## Task 1
In the hearing transcript, how many school districts in the Nation does Mr. Burgener say section II involves?
## Task 2
Write the next part of the hearing transcript, starting after its final sentence.

## Document section
........
Chairman PERKINS. Mr. Miller?

Mr. MILLER. No questions.

Chairman PERKINS. Mr. Mottl?

Mr. MOTTL. Mr. Chairman, no questions.

Chairman PERKINS. I want to thank you gentlemen very much for your appearance here this morning.

Senator DOMENICI. Thank you, Mr. Chairman.

Mr. HUXEL. Thank you.

Chairman PERKINS. We now have a couple of Congressmen, the Honorable Andrew J. Hinshaw of California and Mr. Burgener. Will you gentlemen come up at this time?

Just go right ahead.

TESTIMONY OF HON. ANDREW J. HINSHAW, A REPRESENTATIVE IN CONGRESS FROM THE STATE OF CALIFORNIA, AND HON. CLAIR BURGENER, A REPRESENTATIVE IN CONGRESS FROM THE STATE OF CALIFORNIA

Mr. HINSHAW. Mr. Chairman, my name is Andrew Hinshaw. I am a Congressman from California. Sitting beside me is Clair Burgener, also of California.

We are Congressmen in two districts which are contiguous in the southern California area of Orange County and San Diego County.

There are three school districts which are affected. Then in addition to that there is a school district which is affected in my own district in Orange County.

What we would like to do with the chairman's permission is to give a brief overview of the broader picture of section II, which is the only portion we are talking about here, and get into a few of the details.

Mr. BURGENER. Mr. Chairman, members of the committee, we deeply appreciate this opportunity to present what we hope will be a relatively minor problem to the committee but a very major problem to our school districts.

If you will forgive me if I make mistakes in numbers-and they certainly will not be intentional-but it is my understanding that there are some 16,000 school districts in the United States roughly. There are some one-fourth of that involved in impact aid, Public Law 874.

But in section II, which is the subject to which we address ourselves today, there are only some 170 in the Nation, which would really be closer to 1 percent of the school districts in the Nation. And of those Mr. Hinshaw and I have three that are most directly affected.

Section II does not have to do with A and B chilldren who live or whose parents live or work on or off the base. They have to do with real estate. And they have to do with a majority of the school district's land being in a Federal Establishment.

We represent the communities of Oceanside and Fallbrook and the great Marine base at Camp Pendleton is the area in question.
........
## Given material
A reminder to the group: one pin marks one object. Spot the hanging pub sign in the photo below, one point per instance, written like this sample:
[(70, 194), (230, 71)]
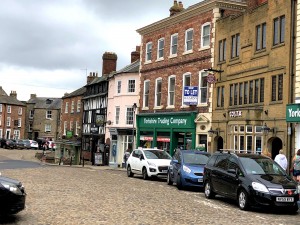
........
## Task response 1
Some 170.

## Task response 2
Under Public Law 93-380, I understand is H.R. 69, we think and we hope that inadvertently section II somehow got seriously affected and we hope unintentionally so.

The amount of money to fund section II at 100 percent would be about $11 million. If we got 60 percent of that money we would be getting $6 or $7 million.

So the money we are talking about is $4 or $5 million, in that range. But a majority of that or a large part would come to these 170 school districts throughout the country.

So when the Fallbrook School District for example, probably 80 percent of all the land has been acquired by the Federal Government since 1938 and is in the school district. So that is the basic problem.

Maybe what we are seeking would require a change in the law. We don't know. We would ask our counsel to help us later on that. It may be beyond the capacity of this committee to make the change without legislation. We don't know that.

So I call on Mr. Hinshaw to give you some of the figures.
Thank you, Mr. Chairman.

Chairman PERKINS. All right.

Mr. HINSHAW. Mr. Chairman, dealing with just section II only for the Fallbrook Union School District, which is an elementary school district, to receive 100 percent of funding they would have received or have been receiving $565,000.

Under the tier 1 provision of existing law, 93-380, they receive $141,250.

Under tier 2 they receive $197,750 for a grand total of $339,000.
This means a loss to that school district of $226,000.

When we recognize that the enrollment in that elementary school district is 2.840 students that is an operating budget for that school district of $3.818,000.

With the loss of $226,000 under the changed provisions of section II that means that is a loss of 6 percent of the operating budget, solely to this provision of the law.

When we go to the Fallbrook Union High School District we find under tier 1 they are getting $110,750 and under tier 2, $155,050 for a grand total of $265,800.

Previously at 100 percent it would have retained $443,000.

This means there is a loss over the previous year of $177,000.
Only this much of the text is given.